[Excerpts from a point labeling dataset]
========================================

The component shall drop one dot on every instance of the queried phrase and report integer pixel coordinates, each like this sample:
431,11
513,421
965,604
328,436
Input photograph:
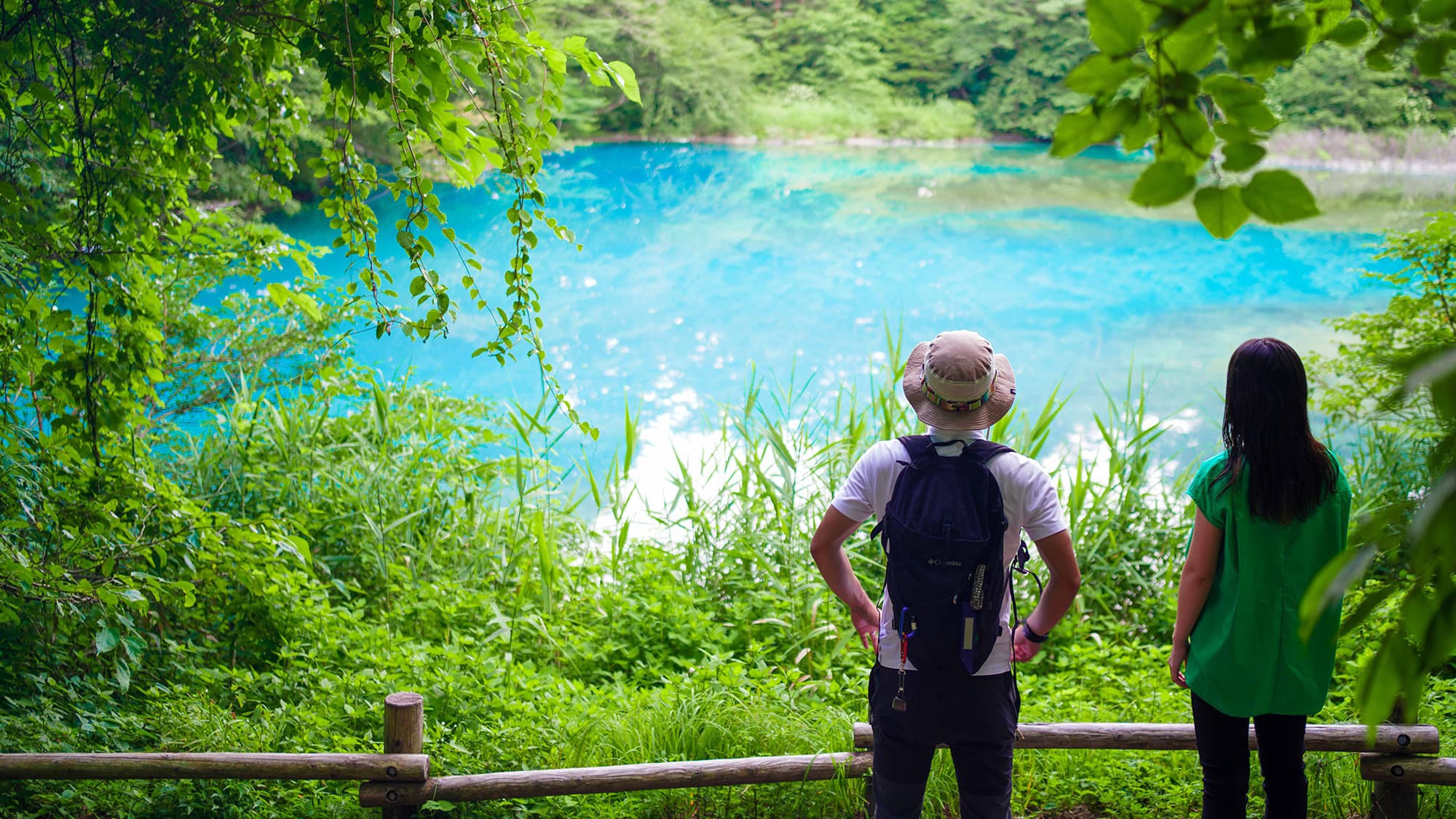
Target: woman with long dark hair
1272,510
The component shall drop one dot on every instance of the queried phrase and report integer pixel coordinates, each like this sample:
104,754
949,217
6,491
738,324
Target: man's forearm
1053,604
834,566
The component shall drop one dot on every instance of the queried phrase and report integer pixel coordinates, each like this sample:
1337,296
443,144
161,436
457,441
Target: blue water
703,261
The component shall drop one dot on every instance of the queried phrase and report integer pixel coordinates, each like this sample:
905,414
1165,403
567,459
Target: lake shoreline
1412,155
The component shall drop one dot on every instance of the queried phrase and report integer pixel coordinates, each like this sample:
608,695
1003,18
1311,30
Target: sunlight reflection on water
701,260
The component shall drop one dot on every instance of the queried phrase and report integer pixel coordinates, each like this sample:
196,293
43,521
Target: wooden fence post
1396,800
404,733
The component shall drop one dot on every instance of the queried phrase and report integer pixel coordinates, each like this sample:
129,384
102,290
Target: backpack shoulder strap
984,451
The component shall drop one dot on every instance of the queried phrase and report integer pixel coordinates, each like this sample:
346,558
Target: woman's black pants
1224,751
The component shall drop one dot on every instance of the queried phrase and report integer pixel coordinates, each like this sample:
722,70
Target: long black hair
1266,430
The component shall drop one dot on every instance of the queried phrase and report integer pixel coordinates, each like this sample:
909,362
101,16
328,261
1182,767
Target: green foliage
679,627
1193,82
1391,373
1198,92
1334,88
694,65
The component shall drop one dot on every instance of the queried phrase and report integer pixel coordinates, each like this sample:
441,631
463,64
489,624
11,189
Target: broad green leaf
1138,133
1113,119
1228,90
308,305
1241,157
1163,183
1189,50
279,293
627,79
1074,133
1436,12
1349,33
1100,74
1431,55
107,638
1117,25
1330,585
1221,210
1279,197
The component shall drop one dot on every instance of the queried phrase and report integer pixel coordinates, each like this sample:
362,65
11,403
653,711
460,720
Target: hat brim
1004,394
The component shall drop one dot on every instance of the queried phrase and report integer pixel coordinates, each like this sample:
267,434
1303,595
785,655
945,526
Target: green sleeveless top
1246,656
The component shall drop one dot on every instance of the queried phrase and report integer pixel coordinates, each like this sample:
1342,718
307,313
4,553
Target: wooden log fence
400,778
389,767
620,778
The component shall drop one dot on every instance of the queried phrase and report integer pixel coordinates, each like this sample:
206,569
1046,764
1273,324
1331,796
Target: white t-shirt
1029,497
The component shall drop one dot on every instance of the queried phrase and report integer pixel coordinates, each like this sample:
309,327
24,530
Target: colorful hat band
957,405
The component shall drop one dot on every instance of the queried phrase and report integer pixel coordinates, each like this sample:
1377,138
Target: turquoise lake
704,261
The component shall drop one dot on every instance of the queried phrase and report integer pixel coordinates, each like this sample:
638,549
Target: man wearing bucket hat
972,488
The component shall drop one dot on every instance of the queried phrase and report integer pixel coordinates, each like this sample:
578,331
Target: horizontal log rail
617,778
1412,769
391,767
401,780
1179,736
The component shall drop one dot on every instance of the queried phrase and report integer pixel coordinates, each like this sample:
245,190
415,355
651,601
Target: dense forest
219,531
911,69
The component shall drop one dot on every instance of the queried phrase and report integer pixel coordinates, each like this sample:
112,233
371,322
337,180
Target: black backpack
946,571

========================================

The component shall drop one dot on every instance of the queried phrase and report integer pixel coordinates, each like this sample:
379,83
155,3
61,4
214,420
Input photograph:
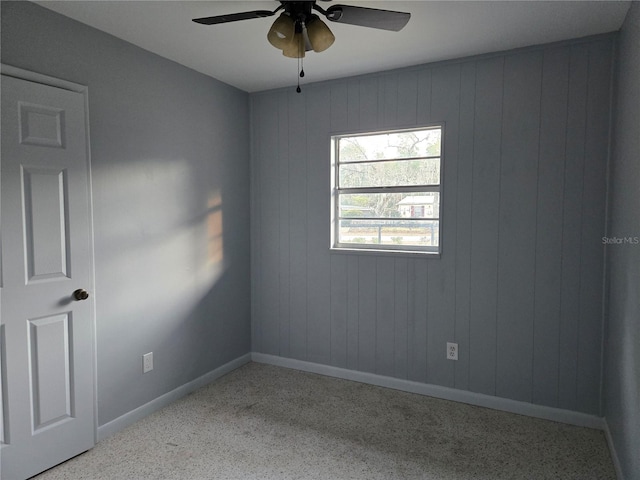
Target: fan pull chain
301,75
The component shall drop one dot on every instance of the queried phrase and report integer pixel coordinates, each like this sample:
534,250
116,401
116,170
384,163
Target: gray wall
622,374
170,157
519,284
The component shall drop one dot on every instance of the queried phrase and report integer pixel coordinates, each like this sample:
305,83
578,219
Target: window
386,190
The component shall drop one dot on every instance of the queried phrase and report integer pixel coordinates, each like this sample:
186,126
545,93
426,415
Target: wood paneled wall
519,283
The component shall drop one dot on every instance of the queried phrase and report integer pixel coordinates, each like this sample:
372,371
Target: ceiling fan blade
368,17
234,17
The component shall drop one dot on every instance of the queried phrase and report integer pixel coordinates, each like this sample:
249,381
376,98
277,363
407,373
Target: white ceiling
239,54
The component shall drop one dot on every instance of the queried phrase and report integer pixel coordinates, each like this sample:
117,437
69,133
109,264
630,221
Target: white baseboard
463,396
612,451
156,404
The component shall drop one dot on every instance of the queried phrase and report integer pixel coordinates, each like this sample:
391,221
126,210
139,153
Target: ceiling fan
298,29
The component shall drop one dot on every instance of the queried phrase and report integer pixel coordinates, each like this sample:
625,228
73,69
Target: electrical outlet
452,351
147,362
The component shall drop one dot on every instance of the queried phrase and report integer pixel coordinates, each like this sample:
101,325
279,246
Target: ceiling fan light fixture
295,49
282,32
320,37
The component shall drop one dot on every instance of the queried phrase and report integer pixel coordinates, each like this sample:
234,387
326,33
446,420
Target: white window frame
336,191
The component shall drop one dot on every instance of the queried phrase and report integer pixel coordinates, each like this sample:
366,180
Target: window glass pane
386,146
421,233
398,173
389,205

========================================

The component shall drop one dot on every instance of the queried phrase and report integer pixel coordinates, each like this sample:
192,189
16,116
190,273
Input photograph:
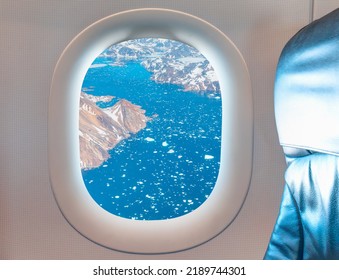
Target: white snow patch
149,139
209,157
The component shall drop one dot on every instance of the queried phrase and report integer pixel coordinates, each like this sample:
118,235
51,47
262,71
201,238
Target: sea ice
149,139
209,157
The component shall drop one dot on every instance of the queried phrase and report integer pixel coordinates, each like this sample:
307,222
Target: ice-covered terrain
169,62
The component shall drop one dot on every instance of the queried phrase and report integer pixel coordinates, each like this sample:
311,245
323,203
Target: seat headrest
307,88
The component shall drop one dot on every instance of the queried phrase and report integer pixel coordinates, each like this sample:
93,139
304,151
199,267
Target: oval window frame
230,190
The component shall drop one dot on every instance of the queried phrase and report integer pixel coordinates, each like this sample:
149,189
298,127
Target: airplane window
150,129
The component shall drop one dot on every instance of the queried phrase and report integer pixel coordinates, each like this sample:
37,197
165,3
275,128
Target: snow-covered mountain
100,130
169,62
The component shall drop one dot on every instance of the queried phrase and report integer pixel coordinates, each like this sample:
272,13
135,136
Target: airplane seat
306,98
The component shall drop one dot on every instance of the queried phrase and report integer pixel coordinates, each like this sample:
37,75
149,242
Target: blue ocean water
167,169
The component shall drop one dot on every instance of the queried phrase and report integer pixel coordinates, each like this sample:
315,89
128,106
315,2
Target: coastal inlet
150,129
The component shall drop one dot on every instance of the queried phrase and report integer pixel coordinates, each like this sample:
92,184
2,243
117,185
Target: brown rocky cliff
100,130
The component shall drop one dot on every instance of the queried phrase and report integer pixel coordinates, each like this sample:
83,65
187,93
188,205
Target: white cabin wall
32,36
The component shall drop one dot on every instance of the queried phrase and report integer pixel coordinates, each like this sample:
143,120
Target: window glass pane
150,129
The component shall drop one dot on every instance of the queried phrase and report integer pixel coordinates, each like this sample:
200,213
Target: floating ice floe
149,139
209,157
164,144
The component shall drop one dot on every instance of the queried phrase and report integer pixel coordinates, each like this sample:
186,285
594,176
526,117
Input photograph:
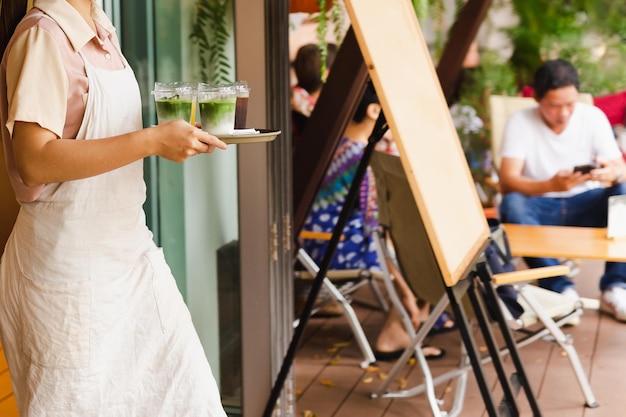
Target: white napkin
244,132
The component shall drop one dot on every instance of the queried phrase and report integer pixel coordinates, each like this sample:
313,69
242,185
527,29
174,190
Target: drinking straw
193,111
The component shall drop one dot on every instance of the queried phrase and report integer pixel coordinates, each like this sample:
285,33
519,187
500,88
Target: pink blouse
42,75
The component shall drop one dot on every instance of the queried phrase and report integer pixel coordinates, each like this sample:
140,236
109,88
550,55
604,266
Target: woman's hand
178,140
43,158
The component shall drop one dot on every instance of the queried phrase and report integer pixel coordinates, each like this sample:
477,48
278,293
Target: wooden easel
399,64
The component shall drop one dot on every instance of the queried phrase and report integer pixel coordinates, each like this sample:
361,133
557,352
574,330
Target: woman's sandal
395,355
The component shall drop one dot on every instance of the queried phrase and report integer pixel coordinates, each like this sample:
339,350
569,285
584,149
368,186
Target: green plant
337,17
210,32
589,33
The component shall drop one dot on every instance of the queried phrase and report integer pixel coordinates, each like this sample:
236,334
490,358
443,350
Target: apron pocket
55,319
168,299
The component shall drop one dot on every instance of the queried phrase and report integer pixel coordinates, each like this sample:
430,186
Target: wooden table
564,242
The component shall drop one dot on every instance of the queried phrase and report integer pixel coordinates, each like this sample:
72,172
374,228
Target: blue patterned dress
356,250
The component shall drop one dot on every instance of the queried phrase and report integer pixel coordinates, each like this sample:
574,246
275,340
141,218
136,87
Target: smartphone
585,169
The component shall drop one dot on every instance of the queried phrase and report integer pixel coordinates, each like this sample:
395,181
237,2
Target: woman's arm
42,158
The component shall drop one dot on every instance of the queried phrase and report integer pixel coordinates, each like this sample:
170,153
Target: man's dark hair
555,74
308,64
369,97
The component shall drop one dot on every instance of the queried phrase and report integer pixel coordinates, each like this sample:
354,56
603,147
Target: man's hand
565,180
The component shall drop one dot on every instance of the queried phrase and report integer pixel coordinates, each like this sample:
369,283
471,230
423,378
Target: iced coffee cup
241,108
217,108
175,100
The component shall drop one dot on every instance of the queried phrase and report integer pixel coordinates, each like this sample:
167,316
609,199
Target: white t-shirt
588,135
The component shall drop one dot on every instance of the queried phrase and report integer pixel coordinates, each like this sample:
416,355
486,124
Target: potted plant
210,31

========================================

▶ DIRECTIONS:
Show each line of the records above that contains the string "lake", treating uppercase and lowercase letters as distinct.

▶ TASK RESPONSE:
Target: lake shoreline
Target: turquoise lake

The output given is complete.